■ **Verilen görev**
Aşağıdaki verilerde "valley" sözcüğünü içeren her satırı eksiksiz kopyalayıp göster. Büyük ve küçük harf ayrımı dikkate alınır.

----------

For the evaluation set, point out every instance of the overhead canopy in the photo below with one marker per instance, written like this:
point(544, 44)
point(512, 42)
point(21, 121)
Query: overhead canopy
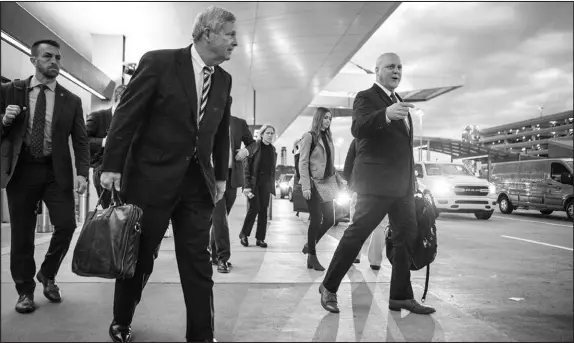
point(288, 51)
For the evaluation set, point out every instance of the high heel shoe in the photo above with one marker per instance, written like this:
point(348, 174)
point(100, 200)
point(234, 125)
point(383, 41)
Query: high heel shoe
point(313, 263)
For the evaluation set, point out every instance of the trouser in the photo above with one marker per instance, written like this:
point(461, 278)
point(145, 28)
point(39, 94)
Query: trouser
point(220, 245)
point(321, 219)
point(190, 214)
point(376, 240)
point(257, 208)
point(105, 195)
point(370, 211)
point(34, 181)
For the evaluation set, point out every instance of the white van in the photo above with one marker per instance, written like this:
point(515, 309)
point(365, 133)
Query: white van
point(454, 188)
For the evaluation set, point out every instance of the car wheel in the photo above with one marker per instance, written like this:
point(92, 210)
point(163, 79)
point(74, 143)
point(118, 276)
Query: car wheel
point(570, 210)
point(504, 205)
point(483, 215)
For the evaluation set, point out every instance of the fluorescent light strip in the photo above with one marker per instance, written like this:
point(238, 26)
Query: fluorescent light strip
point(15, 43)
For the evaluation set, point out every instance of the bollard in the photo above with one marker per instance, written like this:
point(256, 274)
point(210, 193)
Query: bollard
point(43, 224)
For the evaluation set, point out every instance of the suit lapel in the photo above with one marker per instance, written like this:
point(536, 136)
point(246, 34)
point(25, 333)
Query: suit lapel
point(60, 98)
point(187, 78)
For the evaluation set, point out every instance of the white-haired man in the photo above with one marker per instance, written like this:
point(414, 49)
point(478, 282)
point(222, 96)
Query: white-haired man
point(168, 146)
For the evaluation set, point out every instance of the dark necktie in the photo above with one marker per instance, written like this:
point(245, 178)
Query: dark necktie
point(37, 137)
point(394, 99)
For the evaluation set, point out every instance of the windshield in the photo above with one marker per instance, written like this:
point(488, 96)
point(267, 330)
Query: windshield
point(447, 169)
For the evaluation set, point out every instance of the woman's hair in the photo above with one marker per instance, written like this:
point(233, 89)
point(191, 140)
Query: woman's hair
point(318, 122)
point(264, 128)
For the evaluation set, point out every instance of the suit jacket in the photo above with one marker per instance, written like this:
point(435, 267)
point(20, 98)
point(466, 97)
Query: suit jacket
point(239, 133)
point(97, 126)
point(384, 163)
point(349, 162)
point(154, 134)
point(251, 167)
point(68, 120)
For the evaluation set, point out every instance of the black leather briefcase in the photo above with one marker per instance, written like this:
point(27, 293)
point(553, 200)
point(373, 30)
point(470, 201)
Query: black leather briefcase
point(108, 245)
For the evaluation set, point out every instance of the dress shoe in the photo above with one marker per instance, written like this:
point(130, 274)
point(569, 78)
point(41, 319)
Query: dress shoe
point(120, 333)
point(223, 267)
point(244, 241)
point(25, 304)
point(313, 263)
point(51, 289)
point(328, 300)
point(411, 305)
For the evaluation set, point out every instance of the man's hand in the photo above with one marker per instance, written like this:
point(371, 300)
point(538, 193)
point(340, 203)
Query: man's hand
point(399, 110)
point(12, 111)
point(81, 184)
point(241, 154)
point(220, 190)
point(107, 179)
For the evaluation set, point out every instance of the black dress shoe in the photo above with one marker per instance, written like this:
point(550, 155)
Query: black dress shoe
point(25, 304)
point(51, 289)
point(120, 333)
point(411, 305)
point(328, 300)
point(244, 241)
point(223, 267)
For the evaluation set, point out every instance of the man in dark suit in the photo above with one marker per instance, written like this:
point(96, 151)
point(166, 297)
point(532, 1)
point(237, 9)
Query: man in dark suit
point(97, 126)
point(39, 117)
point(168, 146)
point(220, 246)
point(383, 177)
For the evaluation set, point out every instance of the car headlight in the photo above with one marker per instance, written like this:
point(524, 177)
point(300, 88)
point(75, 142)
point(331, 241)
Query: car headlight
point(491, 189)
point(441, 188)
point(342, 198)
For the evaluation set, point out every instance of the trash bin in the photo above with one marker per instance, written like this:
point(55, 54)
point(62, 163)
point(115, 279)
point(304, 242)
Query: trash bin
point(43, 224)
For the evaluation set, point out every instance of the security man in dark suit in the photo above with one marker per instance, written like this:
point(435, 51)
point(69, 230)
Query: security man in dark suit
point(383, 177)
point(220, 246)
point(97, 126)
point(39, 116)
point(168, 147)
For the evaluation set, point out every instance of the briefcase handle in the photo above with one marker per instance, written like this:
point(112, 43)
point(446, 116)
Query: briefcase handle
point(116, 200)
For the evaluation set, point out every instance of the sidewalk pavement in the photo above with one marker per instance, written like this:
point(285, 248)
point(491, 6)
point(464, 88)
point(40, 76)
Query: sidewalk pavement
point(269, 295)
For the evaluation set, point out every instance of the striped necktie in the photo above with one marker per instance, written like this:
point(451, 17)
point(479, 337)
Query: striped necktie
point(204, 93)
point(37, 136)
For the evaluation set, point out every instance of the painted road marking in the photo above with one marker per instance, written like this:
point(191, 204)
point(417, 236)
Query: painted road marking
point(536, 242)
point(533, 221)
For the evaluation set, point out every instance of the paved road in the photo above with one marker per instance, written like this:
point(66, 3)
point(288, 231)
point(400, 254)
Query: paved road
point(271, 296)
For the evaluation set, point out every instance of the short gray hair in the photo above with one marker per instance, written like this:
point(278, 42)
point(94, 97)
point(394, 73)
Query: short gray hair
point(212, 18)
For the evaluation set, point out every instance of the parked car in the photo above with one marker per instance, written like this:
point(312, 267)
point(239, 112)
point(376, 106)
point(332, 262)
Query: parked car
point(283, 185)
point(544, 185)
point(453, 187)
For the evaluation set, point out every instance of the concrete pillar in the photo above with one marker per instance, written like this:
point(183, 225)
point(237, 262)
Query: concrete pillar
point(108, 56)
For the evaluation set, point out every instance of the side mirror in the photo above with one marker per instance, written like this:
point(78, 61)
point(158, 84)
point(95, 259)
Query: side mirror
point(566, 178)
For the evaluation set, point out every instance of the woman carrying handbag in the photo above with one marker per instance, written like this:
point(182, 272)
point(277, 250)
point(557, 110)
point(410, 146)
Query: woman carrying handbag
point(319, 181)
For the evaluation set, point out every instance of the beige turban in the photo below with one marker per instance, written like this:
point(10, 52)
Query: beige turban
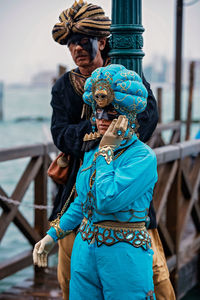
point(87, 19)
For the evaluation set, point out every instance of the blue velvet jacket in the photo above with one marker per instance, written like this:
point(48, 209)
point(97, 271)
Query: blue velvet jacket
point(122, 190)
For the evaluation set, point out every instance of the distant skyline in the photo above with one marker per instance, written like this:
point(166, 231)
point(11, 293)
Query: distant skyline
point(27, 46)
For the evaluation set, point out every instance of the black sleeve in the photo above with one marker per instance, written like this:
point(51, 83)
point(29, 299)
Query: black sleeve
point(67, 128)
point(148, 119)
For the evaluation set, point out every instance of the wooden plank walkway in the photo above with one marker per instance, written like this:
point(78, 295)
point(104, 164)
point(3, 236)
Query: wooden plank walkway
point(44, 287)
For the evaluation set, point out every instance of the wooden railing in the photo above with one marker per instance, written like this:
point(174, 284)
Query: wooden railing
point(176, 200)
point(174, 129)
point(177, 204)
point(35, 171)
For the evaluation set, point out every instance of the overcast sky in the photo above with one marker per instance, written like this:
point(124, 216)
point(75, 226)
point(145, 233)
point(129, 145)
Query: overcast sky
point(27, 47)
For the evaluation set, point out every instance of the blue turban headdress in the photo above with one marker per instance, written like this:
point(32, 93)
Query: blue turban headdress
point(116, 85)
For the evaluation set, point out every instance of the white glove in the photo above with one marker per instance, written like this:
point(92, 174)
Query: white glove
point(41, 251)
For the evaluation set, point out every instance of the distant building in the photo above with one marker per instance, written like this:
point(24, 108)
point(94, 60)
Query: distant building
point(43, 79)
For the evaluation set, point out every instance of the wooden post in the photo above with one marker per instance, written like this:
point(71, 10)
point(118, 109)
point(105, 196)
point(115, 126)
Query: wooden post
point(41, 223)
point(1, 101)
point(172, 221)
point(189, 111)
point(178, 59)
point(159, 99)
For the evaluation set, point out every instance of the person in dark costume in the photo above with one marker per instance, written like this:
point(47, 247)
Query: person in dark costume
point(84, 28)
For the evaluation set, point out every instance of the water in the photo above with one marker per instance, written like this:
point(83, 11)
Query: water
point(26, 112)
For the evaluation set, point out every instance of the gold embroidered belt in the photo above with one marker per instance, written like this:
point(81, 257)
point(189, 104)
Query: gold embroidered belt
point(111, 232)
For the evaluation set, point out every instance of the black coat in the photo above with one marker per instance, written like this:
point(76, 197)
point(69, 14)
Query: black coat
point(68, 130)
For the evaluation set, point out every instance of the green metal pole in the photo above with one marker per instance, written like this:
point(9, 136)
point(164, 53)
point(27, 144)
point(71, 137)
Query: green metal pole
point(126, 34)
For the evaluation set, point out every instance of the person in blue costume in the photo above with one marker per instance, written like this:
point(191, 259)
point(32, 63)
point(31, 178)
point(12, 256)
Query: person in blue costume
point(112, 256)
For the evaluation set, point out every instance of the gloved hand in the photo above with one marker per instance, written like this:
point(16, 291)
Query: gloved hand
point(41, 251)
point(115, 132)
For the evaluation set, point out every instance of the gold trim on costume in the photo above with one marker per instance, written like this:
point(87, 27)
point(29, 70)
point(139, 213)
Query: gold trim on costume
point(106, 152)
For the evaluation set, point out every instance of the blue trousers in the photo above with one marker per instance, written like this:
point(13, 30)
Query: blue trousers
point(117, 272)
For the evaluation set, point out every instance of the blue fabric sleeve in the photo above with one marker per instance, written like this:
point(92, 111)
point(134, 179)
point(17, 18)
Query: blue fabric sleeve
point(116, 188)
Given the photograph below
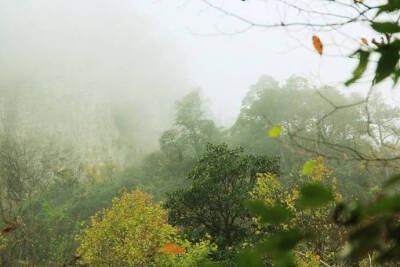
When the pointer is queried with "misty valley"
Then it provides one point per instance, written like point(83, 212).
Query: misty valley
point(200, 133)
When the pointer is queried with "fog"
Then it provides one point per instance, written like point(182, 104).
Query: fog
point(89, 70)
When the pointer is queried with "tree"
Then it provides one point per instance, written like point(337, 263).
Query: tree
point(135, 232)
point(325, 245)
point(181, 146)
point(213, 204)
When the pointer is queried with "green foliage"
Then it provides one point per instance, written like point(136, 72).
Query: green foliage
point(295, 238)
point(213, 204)
point(275, 131)
point(314, 196)
point(135, 232)
point(361, 68)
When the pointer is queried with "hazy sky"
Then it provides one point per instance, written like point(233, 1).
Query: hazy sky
point(224, 65)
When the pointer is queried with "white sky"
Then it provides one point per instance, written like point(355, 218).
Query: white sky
point(224, 66)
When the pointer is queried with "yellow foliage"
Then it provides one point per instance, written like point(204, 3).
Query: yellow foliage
point(133, 232)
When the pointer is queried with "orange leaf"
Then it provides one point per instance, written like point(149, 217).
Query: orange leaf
point(172, 248)
point(318, 44)
point(365, 41)
point(10, 227)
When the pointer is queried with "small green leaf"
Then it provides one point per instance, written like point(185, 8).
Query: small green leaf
point(274, 215)
point(385, 27)
point(394, 179)
point(275, 131)
point(249, 258)
point(391, 6)
point(362, 66)
point(308, 167)
point(280, 244)
point(388, 204)
point(387, 62)
point(315, 196)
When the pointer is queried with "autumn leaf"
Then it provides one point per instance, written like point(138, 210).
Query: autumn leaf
point(318, 44)
point(10, 227)
point(172, 248)
point(275, 131)
point(308, 167)
point(364, 41)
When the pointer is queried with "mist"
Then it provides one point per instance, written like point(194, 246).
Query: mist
point(179, 133)
point(95, 71)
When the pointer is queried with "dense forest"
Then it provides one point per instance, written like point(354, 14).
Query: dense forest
point(306, 175)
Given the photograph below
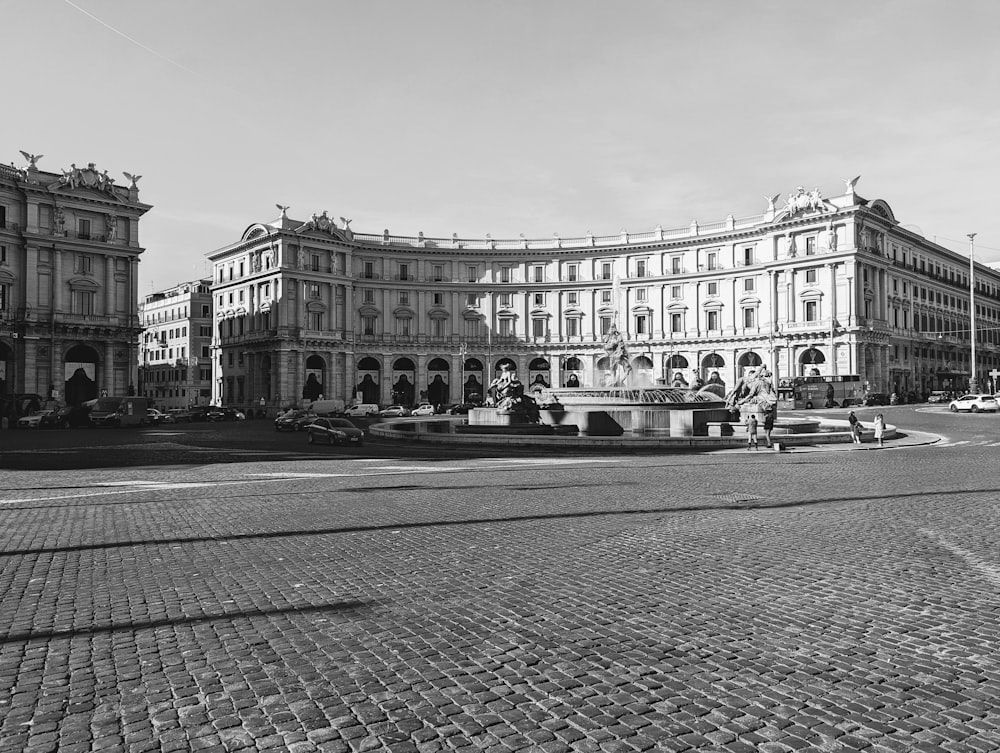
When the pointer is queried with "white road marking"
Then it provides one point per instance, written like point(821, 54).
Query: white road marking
point(990, 571)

----------

■ **Sonuç**
When the pointer is queried with "misty valley"
Query: misty valley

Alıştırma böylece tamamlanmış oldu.